▶ [Given exercise]: Could you set down, word for word, the lines of the items below, starting at the line that contains "If it's not too much trouble, could you detect the fallen" and ending at the line that contains "[123,216,420,314]", with both of those lines included?

▶ [Data provided]:

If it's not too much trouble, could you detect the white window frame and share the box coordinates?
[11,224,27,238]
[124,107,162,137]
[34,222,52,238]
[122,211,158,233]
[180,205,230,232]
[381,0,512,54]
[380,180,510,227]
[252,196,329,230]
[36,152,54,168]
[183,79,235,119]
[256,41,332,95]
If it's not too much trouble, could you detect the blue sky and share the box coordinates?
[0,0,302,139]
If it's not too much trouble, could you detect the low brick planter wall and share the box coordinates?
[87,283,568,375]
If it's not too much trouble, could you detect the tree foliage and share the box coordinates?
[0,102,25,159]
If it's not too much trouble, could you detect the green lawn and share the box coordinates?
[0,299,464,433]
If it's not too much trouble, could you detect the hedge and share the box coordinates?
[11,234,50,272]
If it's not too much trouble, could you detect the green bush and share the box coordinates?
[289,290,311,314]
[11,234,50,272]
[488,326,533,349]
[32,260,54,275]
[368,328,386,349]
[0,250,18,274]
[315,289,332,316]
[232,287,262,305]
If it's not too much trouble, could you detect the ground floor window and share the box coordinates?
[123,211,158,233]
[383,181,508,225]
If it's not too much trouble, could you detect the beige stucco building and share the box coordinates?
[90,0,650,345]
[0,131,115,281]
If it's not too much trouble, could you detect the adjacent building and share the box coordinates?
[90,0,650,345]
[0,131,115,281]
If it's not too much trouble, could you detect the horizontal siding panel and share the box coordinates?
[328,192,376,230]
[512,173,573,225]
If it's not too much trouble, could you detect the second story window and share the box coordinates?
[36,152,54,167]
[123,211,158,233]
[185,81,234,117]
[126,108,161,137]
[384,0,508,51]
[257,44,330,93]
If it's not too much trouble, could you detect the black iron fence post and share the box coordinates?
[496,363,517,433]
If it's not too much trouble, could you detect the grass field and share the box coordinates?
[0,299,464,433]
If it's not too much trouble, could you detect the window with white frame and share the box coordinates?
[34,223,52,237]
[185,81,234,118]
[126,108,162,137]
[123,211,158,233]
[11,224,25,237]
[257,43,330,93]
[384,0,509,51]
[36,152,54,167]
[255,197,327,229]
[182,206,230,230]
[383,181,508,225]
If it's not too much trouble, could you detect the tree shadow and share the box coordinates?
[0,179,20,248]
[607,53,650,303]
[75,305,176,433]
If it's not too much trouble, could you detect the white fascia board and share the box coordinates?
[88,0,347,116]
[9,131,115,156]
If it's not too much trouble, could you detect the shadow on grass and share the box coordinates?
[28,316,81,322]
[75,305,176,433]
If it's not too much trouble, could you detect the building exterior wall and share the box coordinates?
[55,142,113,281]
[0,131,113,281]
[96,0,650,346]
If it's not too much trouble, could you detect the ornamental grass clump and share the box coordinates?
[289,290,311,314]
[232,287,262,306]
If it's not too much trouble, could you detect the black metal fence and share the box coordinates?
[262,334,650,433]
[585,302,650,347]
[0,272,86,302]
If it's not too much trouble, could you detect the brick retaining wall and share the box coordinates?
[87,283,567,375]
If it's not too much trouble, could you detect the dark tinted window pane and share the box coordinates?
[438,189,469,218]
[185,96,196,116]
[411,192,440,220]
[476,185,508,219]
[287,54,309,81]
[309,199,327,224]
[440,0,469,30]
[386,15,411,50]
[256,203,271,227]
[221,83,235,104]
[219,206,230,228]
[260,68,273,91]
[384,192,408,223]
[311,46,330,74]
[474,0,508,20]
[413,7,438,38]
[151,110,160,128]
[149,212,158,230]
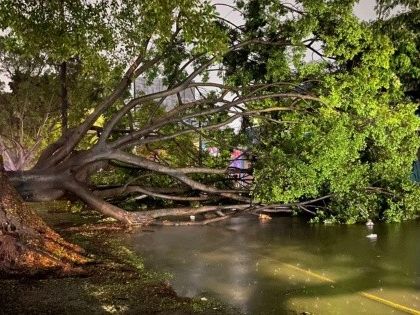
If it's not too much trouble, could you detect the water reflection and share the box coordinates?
[123,217,420,314]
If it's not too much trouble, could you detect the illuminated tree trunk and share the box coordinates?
[0,161,87,274]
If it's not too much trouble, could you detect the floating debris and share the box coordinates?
[366,219,375,227]
[258,213,272,223]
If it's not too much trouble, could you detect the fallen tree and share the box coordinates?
[3,1,418,230]
[0,160,88,275]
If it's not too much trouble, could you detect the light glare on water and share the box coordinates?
[126,217,420,314]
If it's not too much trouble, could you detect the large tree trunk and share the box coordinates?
[0,161,87,274]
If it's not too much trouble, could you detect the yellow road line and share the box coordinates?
[283,263,420,315]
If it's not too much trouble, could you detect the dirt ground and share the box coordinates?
[0,204,238,315]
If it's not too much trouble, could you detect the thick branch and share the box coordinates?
[109,151,250,202]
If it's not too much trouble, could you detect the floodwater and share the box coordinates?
[125,216,420,315]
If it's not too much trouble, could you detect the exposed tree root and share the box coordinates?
[0,163,88,275]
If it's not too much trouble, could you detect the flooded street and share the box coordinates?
[123,216,420,314]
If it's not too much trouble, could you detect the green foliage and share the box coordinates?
[233,1,420,223]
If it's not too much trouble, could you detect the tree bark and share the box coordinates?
[59,61,69,135]
[0,161,87,275]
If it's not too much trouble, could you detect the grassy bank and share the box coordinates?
[0,204,237,314]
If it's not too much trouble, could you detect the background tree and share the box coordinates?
[0,0,419,242]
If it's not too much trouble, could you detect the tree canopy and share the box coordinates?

▶ [Written response]:
If it's not too much trouble, could you detect the fallen tree and share the box coordinates?
[3,1,418,230]
[0,160,88,275]
If it's not too much trouble, could you detect the light glare on water and share the box coordinates?
[126,217,420,314]
If it's not too much trouble, could you detect the large tree trunk and share the box coordinates?
[0,161,87,274]
If it's not too much trouble, could you detect the yellow road line and share the box coordinates?
[283,263,420,315]
If it's not too much trouble, could you detect the dirt ground and share the box coordinates?
[0,204,238,315]
If it's not too much trouble, could you detect the thick branch and share the box coordinates?
[109,151,250,202]
If it's not too much trouble, could you detect the floodwater and share the box coordinates?
[125,216,420,315]
If it's not too much trouble, could you detect the exposed tree root and share the box coordinates?
[0,163,88,275]
If it's not too much trouble, could you detect the flooded street and share the box coordinates?
[123,216,420,314]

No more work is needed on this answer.